> CONSIGNA
Continúa el texto sobre la crianza de los hijos a partir de su última oración.

> FRAGMENTO DEL TEXTO

>>>

Los niños, particularmente cuando tienen hermanos, piden y exigen más a los padres de lo que éstos pueden dar. Por una razón muy sencilla: los niños necesitan recabar no sólo el amor de sus padres, sino el amor del resto del mundo. Los padres mediocres no ofrecen ni lo que ellos, por sí solos, podrían dar. Los buenos son impotentes para conseguir el amor del resto del mundo, por mucho que se empeñen. Es el segundo, a la vez, cimiento y escollo serio en la vida común de los enamorados: la irrupción de su descendencia en el hogar.
La novelista de origen canadiense Rachel Cusk expresaba así el drama de partida: «El ser puro y diminuto de mi hija requiere un mantenimiento considerable. Al inicio, mi relación hacia ella es la de un riñón. Dispongo de sus desechos. Cada tres horas pongo leche en su boca. Pasa por una serie de tubos, sale de nuevo y la tiro. Cada veinticuatro horas sumerjo a la criatura en agua y la limpio. Le pongo ropa limpia. Cuando lleva un tiempo dentro de casa, la saco fuera. Pasa un tiempo más, y la llevo dentro. Cuando duerme la dejo sola. Cuando se despierta la tomo en brazos. Cuando llora la acuno con amor, y me preocupo de si le estoy dando demasiados o demasiado pocos cuidados. Ampararla es como ser responsable del tiempo, o del crecimiento de la hierba».
Desde que la neurociencia ha aportado pruebas difíciles de cuestionar sobre los efectos a largo plazo en la neocorteza de los adultos o de las equivocaciones cometidas durante el proceso del cuidado maternal de los niños, no debería sorprender el efecto negativo acumulado sobre el comportamiento de la especie. Bastará una muestra de lo que estoy diciendo. Ni siquiera las parejas más voluntariosas e inteligentes tienen hoy día respuestas más válidas que las de sus predecesores para dilemas que ya acongojaban a sus abuelas y tatarabuelos.
¿Es mejor dejar llorar al niño por la noche un buen rato para que se acostumbre a un cierto grado de independencia o, por el contrario, lo correcto es precipitarse para acunarlo con vistas a interrumpir el estrés del miedo de la separación? ¿Pueden los niños manipular a sus padres mediante el llanto? ¿Cuál de las dos posturas es la mejor para la estabilidad emocional del niño: que duerma solo y separado de los padres en una habitación -los occidentales somos los únicos en hacerlo, frente al resto de los animales y del mundo-, o bien que duerma en el mismo lecho? ¿Existe el riesgo de que una disciplina exagerada o abandonos continuados terminen abocando al niño a una situación, cuando sea adulto, en la que sea incapaz de crear lazos afectivos con otras personas?

<<<

> CONJUNTO DE DATOS
>>>

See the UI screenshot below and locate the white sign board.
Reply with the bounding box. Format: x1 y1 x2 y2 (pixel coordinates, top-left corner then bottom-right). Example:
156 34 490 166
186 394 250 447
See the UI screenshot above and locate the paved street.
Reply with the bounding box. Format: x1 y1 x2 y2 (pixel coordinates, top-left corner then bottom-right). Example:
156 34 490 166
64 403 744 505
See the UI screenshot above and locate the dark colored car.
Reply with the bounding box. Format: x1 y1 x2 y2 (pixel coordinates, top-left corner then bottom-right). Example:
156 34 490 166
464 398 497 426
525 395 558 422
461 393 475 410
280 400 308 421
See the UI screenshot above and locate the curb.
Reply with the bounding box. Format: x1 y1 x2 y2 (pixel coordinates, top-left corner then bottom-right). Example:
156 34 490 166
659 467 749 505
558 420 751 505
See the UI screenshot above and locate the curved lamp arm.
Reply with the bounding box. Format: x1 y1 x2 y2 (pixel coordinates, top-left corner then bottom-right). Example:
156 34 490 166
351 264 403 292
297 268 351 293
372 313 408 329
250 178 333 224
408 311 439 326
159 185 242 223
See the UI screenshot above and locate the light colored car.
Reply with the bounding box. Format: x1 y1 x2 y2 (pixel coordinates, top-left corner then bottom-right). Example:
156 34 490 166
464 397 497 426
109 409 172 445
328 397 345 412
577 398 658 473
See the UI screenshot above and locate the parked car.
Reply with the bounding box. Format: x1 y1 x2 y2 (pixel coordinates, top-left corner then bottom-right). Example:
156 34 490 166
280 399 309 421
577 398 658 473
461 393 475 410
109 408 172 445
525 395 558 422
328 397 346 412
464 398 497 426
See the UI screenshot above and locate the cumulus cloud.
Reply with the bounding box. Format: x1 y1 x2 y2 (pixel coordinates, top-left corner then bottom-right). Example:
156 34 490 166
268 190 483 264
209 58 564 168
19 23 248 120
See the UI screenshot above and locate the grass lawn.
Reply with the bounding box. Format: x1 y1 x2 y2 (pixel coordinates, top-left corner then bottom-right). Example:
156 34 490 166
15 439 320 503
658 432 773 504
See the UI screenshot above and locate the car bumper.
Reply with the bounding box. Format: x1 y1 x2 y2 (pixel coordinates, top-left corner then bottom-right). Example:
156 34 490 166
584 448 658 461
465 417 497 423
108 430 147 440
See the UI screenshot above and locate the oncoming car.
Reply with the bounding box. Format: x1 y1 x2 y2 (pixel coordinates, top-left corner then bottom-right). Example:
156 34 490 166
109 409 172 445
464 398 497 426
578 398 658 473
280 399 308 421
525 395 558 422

<<<

> RESULTADO OBTENIDO
La mayoría de las respuestas a esas preguntan pueden rastrearse en dos descubrimientos básicos de la neurociencia moderna. En primer lugar, el cerebro de un niño no está dotado todavía para afrontar por sí solo la consecución del equilibrio y el bienestar. En segundo lugar, las resonancias magnéticas de cerebros infantiles sometidos a periodos prolongados de estrés revelan una disminución del volumen del hipocampo, que aumenta su vulnerabilidad a la depresión, la ansiedad y el consumo de droga o alcohol en su etapa adulta.
Son alarmantes los signos de desarraigo, la profusión del miedo, el crecimiento de la violencia y los índices de delincuencia, unidos a la proliferación de los desequilibrios mentales. Se me dirá que ya se trataban equivocadamente las emociones de los niños antes de que la neurociencia demostrara que no es bueno dejarlos llorar hasta que revienten. ¿Por qué iban a empeorar ahora, en mayor medida, los comportamientos de los adultos?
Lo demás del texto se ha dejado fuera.